What is expected: Please reproduce, word for word, the part of the items below that opens with the line containing "For every instance of the house" and closes with the line containing "x=450 y=345", including both of those lines.

^^^^^^^^^^^^^^^^

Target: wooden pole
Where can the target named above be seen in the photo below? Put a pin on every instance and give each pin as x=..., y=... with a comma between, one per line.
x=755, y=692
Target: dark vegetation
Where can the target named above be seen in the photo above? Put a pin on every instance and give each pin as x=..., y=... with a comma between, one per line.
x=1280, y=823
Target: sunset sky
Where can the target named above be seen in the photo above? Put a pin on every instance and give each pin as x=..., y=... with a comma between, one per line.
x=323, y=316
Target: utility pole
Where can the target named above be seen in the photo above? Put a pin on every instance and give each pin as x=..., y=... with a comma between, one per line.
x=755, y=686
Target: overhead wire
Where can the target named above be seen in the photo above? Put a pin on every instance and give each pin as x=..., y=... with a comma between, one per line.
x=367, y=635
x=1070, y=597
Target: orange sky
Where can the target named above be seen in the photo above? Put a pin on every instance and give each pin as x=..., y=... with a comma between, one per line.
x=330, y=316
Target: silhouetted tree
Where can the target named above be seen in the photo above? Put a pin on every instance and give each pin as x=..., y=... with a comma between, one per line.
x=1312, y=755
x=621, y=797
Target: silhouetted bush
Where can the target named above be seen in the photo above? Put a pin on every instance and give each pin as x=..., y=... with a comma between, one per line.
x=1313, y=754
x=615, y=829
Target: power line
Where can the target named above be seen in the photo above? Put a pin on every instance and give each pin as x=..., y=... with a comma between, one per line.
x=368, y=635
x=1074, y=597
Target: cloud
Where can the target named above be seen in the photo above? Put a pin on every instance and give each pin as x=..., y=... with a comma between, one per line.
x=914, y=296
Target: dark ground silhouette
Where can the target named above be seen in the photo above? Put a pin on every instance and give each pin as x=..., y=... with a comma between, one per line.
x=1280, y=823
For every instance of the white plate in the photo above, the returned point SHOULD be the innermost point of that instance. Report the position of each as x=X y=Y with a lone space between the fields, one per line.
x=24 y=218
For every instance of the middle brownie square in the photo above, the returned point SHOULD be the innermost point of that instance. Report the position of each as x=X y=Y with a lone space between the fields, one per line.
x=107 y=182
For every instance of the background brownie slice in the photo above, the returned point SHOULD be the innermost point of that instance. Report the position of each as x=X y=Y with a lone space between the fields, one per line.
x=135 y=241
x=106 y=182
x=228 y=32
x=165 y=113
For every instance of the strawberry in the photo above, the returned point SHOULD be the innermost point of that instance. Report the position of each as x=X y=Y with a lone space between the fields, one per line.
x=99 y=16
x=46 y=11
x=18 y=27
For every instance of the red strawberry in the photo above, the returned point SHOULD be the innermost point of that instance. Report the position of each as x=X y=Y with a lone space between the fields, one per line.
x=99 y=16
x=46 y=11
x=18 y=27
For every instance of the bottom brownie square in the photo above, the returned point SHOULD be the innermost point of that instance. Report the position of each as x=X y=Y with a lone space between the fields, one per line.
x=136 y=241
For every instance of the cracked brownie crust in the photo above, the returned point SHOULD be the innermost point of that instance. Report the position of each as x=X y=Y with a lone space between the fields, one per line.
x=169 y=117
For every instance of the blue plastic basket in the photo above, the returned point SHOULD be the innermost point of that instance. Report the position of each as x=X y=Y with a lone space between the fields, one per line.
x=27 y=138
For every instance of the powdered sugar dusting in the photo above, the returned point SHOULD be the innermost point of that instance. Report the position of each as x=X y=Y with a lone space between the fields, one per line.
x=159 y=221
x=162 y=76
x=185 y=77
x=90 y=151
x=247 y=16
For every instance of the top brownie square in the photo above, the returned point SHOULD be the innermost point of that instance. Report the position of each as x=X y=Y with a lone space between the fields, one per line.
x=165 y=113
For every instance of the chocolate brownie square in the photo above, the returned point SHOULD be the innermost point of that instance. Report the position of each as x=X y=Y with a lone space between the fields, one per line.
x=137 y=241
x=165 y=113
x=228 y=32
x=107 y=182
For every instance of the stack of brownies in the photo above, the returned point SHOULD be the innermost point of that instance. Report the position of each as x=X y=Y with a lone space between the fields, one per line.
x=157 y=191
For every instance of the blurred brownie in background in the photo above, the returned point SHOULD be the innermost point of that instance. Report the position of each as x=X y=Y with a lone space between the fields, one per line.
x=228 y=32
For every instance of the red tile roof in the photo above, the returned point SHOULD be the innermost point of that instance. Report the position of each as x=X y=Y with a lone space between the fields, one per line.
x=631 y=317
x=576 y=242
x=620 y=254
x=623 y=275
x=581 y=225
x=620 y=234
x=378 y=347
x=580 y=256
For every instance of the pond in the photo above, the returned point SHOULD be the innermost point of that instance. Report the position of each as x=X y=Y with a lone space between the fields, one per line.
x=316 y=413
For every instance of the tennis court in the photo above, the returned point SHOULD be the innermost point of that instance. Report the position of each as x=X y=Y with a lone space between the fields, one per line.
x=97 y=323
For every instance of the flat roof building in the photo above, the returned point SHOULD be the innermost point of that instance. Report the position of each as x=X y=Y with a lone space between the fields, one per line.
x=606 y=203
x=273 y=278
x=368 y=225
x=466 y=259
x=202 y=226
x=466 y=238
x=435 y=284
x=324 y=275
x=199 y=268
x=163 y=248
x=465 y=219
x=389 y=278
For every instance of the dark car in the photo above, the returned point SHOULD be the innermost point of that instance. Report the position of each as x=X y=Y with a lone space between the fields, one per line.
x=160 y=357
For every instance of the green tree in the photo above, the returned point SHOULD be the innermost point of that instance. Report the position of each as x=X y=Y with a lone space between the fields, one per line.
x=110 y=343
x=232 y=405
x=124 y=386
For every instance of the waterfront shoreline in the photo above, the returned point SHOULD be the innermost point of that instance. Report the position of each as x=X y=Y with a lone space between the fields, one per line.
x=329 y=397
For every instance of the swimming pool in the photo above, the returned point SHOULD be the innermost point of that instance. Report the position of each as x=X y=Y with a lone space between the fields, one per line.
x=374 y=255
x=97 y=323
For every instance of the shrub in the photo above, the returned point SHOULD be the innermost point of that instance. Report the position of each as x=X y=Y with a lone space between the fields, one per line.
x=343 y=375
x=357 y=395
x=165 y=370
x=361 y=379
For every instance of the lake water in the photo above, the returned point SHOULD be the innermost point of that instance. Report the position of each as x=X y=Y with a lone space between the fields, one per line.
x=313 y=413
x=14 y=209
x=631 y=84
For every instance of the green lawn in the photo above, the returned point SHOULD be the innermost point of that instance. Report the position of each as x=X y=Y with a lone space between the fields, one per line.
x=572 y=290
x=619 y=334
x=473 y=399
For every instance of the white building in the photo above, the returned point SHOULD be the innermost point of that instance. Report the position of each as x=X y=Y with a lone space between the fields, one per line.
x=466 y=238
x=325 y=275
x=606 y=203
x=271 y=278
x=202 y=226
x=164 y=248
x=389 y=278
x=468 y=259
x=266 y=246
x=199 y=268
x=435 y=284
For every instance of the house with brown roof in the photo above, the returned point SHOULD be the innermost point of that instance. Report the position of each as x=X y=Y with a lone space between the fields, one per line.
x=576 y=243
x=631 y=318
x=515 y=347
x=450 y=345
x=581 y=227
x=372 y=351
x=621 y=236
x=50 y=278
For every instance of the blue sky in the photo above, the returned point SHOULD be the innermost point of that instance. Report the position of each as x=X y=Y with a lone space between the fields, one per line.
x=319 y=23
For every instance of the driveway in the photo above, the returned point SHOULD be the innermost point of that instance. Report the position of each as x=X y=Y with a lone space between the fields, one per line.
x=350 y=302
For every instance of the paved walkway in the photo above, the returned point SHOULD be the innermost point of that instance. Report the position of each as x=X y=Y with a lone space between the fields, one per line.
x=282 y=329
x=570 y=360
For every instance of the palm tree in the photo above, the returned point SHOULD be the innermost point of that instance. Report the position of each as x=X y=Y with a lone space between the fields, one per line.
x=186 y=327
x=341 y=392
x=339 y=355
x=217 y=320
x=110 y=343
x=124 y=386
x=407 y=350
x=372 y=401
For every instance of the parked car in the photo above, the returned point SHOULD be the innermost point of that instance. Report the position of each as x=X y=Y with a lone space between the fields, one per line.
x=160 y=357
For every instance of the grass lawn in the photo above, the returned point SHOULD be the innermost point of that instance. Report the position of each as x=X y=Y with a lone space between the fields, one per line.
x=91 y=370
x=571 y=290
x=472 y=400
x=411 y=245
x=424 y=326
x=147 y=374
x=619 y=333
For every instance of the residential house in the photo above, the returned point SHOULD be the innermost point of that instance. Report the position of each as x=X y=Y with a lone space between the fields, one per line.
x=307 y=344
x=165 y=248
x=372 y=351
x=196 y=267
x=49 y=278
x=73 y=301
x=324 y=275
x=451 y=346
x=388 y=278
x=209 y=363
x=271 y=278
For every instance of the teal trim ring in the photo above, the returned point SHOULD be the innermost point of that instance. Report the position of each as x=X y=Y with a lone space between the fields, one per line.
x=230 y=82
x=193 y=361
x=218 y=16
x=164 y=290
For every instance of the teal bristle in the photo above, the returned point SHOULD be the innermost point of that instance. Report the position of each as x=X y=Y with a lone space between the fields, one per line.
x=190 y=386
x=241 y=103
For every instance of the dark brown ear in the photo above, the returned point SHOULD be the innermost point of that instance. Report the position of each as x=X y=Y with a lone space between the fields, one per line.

^^^^^^^^^^^^^^^^

Output below:
For every instance of the house with brown roof in the photo above, the returned point SHOULD be the innermost point of that instance. Report the position of each as x=X y=Y with a lone space between the fields, one per line.
x=576 y=243
x=631 y=318
x=515 y=347
x=450 y=345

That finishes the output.